_Your goal_: Beginning with the line containing "Target: balcony" and ending with the last line of the entries below, copy each line exactly and nothing else.
┌──
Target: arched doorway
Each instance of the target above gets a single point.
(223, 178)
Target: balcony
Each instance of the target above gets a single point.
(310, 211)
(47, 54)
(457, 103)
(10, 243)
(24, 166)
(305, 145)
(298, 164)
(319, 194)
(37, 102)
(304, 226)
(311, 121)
└──
_Written solution_:
Target: balcony
Each instance of the target above gets a single point.
(310, 211)
(47, 54)
(457, 103)
(10, 243)
(24, 166)
(305, 145)
(298, 164)
(319, 194)
(37, 102)
(304, 226)
(311, 121)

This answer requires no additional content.